— start of Material for this task —

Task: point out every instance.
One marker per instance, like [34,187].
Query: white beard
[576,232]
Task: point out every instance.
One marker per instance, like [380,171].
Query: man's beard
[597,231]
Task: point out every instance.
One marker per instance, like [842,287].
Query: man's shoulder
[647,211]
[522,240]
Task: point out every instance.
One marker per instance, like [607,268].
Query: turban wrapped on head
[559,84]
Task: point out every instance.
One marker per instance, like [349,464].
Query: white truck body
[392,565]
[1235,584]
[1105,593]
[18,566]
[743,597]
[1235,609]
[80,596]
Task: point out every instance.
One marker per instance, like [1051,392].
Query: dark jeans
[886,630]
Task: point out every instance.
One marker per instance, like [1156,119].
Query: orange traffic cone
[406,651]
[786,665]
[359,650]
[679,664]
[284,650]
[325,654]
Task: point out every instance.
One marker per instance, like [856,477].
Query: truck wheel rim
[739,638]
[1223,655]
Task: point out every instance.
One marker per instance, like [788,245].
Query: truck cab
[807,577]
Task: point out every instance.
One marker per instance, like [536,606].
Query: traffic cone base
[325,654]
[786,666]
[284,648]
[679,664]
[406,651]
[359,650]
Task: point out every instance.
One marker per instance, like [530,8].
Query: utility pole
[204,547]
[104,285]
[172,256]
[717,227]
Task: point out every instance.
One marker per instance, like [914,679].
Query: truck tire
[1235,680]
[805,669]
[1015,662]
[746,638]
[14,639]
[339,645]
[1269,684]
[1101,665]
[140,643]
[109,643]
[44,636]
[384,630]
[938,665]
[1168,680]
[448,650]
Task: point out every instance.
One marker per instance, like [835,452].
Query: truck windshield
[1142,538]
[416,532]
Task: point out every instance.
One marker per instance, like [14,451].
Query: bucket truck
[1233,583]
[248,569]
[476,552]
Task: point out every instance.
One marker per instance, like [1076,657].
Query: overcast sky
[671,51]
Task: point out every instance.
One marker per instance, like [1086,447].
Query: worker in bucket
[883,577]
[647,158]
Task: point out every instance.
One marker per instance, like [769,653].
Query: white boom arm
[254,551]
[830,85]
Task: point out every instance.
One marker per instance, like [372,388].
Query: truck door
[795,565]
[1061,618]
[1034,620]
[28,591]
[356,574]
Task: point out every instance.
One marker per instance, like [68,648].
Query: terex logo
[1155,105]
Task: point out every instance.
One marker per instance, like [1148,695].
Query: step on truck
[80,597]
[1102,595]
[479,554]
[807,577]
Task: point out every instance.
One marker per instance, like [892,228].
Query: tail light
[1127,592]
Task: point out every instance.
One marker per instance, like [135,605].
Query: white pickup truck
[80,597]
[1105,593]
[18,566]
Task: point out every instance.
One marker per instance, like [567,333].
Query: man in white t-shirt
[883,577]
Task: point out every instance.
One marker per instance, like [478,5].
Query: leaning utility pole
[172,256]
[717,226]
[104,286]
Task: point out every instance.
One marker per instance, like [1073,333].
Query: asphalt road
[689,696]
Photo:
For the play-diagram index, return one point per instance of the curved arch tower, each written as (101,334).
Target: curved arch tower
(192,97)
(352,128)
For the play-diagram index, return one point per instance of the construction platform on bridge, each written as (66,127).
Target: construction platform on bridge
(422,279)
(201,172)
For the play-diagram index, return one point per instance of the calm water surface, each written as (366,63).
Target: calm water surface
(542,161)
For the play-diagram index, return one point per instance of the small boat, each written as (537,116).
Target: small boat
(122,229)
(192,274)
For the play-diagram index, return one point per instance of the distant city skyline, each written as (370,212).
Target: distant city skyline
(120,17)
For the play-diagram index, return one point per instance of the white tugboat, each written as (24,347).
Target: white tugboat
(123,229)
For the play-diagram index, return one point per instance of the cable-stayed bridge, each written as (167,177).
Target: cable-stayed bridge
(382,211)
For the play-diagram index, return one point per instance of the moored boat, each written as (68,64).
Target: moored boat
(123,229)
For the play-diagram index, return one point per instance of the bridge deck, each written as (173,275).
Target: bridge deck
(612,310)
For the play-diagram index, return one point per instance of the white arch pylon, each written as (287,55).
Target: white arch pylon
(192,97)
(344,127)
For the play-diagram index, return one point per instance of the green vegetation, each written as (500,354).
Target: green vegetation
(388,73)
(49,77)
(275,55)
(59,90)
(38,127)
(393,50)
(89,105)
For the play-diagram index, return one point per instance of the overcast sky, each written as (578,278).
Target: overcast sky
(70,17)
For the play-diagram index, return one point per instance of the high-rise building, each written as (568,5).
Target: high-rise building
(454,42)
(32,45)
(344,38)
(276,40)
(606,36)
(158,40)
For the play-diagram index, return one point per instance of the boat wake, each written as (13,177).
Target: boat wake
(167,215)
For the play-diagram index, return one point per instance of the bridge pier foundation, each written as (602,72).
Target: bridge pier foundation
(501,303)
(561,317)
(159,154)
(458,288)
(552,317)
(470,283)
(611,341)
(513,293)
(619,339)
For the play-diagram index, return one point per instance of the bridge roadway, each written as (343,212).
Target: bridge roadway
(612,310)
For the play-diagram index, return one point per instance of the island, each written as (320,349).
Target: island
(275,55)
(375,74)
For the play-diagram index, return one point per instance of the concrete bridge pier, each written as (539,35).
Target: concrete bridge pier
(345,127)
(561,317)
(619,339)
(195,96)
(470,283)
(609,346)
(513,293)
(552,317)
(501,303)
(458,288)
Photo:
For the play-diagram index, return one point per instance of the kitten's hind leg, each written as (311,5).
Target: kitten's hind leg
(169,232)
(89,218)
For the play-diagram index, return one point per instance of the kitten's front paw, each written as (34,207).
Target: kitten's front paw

— end of Material for this task —

What the task requires: Reproduce word for word the lines of the material from the line that contains "written as (320,349)." to the last line of the material, including both of those lines.

Written solution:
For the play-diagram index, return one point per instance of the island, each written as (320,349).
Target: island
(275,55)
(375,74)
For the play-diagram index, return one point per instance of the concrete bridge pier, each written as (539,35).
Target: concrete bridge pier
(345,127)
(561,317)
(619,339)
(195,96)
(470,283)
(609,346)
(513,293)
(552,317)
(501,303)
(458,288)
Photo:
For the play-diagram index, return one point per instance of the kitten's hind leg, each written as (311,5).
Target: kitten's hind leg
(169,232)
(89,218)
For the play-diagram index, return one point per instance of the kitten's front paw, each written as (34,207).
Target: kitten's front paw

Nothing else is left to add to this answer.